Document extract

Remove the yellow box and tweak the page description slightly so copy doesn’t already assume the user is wrong to create smoother sessions. Repurpose the yellow box for actual errors when they occur in realtime. For example, if someone tries to skip ahead and click on other sections, only then will the yellow error box appear and explain why the user can’t proceed. And most importantly, it needs to identify the required action needed to move on.
search relevancy
Optimizing tech for human feedback
Implementing relevancy models and ‘Learning-to-Rank’
Track patterns of different user groups with click statistics to create personalized, ranked search results.
Banning ‘No Results’ pages
Avoid completely blank 'No Results' pages. Display 'Related Results' even when there are no exact matches to strengthen click tracking for search relevancy training.
Integrating ‘Human-in-the-loop‘
Allow users to help train machine learning by prompting for feedback about individual results.

Coordinate annotation entries
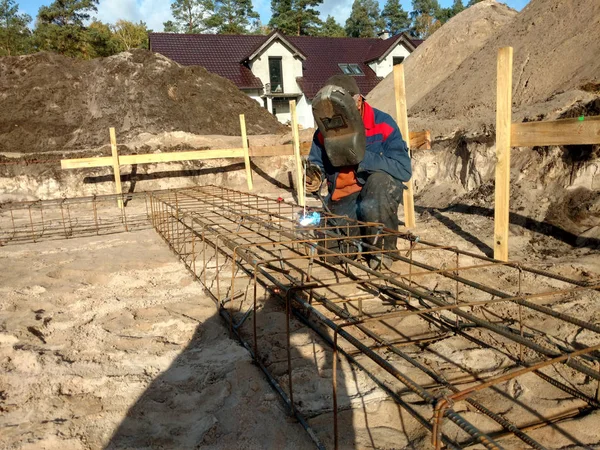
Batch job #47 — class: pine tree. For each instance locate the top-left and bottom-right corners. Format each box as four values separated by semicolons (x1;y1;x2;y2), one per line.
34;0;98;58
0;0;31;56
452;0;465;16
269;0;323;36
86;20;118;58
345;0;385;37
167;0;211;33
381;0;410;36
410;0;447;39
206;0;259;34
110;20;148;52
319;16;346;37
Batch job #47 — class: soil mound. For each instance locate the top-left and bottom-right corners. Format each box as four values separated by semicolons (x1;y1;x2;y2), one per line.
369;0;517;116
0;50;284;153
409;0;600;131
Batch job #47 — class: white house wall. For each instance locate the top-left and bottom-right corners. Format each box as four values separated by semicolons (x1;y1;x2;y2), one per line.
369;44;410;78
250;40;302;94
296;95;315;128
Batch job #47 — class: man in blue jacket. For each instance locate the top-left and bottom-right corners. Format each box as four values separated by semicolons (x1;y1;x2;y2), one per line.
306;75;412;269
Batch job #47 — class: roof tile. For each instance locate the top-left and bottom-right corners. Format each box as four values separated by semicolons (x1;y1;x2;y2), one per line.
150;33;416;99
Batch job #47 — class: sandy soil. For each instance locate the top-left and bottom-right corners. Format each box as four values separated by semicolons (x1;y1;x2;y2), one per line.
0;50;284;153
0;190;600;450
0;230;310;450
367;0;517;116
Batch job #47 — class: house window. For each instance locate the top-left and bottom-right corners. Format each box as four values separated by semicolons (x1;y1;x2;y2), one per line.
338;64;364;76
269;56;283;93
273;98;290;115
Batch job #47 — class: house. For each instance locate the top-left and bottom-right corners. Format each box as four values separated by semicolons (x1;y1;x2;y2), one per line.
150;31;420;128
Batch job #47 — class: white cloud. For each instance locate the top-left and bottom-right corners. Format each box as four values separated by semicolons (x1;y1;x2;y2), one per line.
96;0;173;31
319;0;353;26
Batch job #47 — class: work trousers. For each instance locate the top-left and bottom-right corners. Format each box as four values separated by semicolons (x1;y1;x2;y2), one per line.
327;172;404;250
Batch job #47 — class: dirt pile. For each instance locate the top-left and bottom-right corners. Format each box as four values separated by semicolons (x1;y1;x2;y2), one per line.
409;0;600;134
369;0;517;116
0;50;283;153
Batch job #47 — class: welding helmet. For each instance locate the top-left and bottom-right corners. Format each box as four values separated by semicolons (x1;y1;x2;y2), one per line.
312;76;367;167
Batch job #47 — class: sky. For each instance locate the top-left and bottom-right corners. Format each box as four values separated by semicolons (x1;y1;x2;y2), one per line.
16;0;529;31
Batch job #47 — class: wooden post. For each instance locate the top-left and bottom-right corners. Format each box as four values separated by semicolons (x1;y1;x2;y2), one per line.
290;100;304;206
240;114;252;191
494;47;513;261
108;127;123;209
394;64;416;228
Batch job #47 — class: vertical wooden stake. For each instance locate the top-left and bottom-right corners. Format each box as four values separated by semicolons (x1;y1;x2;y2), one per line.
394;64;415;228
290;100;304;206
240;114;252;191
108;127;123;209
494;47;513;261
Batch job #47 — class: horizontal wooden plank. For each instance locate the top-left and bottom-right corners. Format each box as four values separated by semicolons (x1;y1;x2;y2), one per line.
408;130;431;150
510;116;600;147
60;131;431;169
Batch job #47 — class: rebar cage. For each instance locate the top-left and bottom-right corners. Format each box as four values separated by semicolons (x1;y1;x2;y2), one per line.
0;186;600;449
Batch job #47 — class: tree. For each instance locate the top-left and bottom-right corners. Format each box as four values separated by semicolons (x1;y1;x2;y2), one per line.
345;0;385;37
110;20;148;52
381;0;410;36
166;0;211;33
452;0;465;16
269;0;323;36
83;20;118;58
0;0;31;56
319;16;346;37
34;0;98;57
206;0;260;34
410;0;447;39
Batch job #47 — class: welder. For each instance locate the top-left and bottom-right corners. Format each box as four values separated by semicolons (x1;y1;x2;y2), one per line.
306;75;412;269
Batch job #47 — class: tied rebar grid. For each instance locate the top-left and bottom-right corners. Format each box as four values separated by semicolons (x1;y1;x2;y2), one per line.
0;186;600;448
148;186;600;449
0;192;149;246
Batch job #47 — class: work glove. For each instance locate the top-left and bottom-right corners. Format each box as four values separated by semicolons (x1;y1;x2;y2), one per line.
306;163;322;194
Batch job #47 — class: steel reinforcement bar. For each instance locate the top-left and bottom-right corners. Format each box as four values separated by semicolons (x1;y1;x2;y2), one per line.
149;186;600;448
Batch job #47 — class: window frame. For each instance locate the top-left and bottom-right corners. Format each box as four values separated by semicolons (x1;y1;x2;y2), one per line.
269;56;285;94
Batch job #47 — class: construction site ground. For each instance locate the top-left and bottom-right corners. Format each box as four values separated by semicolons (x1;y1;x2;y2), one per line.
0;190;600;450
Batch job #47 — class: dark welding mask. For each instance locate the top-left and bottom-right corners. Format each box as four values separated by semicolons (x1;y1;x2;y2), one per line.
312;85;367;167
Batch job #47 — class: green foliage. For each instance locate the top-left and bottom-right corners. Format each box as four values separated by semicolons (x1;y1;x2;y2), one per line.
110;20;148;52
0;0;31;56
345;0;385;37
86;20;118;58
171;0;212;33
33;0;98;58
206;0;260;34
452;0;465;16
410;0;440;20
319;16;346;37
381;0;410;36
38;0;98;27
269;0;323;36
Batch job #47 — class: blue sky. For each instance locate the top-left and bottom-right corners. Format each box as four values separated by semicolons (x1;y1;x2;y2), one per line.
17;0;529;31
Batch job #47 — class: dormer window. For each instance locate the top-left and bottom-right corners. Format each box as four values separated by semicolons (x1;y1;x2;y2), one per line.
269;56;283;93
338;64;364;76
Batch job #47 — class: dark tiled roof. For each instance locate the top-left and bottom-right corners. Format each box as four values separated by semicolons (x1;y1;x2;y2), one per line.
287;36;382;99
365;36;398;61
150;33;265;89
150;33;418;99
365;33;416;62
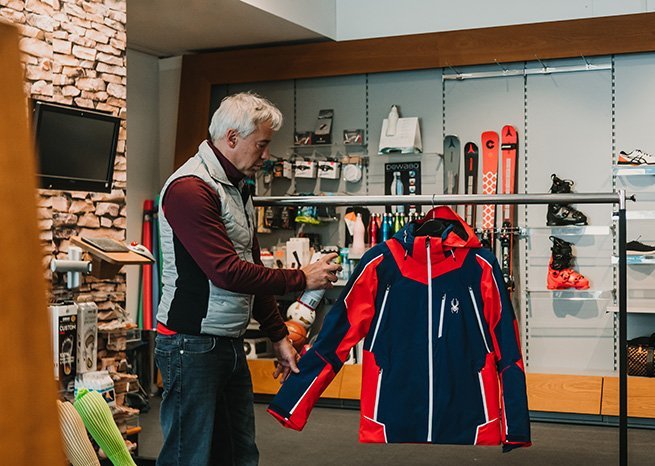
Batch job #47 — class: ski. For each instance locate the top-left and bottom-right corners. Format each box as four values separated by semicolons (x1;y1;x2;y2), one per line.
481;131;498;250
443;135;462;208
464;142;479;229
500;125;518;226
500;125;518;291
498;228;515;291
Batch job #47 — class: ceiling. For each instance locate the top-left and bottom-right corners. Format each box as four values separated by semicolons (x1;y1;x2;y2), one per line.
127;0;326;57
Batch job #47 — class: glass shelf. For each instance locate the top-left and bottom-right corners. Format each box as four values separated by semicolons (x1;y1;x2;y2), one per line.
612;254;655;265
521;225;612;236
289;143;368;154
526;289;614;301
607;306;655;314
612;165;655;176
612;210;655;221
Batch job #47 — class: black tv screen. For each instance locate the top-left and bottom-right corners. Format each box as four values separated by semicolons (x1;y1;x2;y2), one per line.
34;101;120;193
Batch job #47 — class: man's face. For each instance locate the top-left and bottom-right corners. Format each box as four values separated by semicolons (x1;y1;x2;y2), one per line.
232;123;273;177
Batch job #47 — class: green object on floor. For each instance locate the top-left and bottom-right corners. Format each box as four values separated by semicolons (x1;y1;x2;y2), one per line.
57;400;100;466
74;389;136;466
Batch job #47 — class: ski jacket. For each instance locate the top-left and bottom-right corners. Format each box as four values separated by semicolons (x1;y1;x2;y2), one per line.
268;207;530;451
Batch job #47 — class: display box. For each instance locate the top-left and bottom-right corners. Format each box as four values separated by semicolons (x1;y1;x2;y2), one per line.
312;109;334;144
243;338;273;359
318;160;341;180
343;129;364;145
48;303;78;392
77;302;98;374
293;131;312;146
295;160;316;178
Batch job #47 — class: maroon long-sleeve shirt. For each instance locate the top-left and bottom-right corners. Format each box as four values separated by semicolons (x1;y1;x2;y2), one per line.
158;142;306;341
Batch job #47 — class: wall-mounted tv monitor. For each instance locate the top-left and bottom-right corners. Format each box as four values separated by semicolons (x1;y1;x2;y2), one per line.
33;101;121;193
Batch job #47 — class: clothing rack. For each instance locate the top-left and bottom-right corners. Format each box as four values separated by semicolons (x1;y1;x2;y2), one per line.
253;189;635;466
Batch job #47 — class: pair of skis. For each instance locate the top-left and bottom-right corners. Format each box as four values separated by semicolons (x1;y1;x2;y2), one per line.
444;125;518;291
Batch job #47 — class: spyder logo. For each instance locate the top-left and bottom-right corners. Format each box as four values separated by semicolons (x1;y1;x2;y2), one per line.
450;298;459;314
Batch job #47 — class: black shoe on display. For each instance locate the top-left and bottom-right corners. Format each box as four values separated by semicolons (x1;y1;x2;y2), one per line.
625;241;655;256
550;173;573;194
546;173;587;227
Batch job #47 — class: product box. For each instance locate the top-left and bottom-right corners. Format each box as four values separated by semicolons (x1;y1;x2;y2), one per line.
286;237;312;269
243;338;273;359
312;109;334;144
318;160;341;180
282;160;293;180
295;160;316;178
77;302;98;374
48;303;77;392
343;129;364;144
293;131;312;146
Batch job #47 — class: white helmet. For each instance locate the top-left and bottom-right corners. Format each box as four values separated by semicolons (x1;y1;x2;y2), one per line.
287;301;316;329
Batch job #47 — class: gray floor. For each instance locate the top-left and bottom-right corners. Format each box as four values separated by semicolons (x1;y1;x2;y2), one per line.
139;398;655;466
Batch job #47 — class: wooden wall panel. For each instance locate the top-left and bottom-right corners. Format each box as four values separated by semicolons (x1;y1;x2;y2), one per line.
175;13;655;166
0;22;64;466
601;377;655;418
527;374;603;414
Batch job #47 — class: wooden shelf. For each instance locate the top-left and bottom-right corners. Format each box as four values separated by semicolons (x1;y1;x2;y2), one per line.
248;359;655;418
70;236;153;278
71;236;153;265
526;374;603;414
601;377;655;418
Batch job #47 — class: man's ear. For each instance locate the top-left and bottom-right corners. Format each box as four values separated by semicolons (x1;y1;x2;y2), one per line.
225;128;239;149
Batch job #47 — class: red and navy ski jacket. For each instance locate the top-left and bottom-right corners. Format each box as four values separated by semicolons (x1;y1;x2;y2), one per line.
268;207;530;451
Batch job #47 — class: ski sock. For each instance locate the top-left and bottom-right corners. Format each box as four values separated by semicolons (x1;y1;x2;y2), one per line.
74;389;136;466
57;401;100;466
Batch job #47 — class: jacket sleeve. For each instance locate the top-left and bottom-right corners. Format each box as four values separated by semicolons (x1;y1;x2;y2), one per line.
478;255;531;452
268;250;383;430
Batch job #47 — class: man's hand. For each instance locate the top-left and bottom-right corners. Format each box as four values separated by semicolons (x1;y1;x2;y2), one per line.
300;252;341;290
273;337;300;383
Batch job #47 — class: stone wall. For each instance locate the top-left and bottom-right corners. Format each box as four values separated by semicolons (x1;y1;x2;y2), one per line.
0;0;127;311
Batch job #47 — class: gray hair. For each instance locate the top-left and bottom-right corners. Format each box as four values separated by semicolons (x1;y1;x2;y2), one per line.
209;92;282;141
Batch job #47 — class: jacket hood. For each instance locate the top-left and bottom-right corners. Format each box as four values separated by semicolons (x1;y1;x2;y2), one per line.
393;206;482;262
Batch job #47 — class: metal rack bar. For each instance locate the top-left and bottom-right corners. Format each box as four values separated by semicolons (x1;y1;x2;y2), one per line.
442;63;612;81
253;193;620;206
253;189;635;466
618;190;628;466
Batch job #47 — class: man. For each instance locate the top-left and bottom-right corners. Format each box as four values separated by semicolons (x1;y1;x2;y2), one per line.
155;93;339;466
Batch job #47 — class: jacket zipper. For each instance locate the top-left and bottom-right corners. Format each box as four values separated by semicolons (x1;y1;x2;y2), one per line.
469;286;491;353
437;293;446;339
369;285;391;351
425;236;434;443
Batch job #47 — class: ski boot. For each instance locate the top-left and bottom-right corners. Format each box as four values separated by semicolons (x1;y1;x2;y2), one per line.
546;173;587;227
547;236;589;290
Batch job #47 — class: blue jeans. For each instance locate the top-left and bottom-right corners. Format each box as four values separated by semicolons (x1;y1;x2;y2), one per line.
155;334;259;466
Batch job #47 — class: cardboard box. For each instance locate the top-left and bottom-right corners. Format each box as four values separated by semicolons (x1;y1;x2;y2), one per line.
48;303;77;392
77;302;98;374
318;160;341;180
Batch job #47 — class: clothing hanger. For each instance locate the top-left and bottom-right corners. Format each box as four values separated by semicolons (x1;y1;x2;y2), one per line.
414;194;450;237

Task objective
Write down each distinct term set in quotation marks in the search design extract, listing repeated terms only once.

Problem solution
Learning-to-Rank
No Results
Related Results
Human-in-the-loop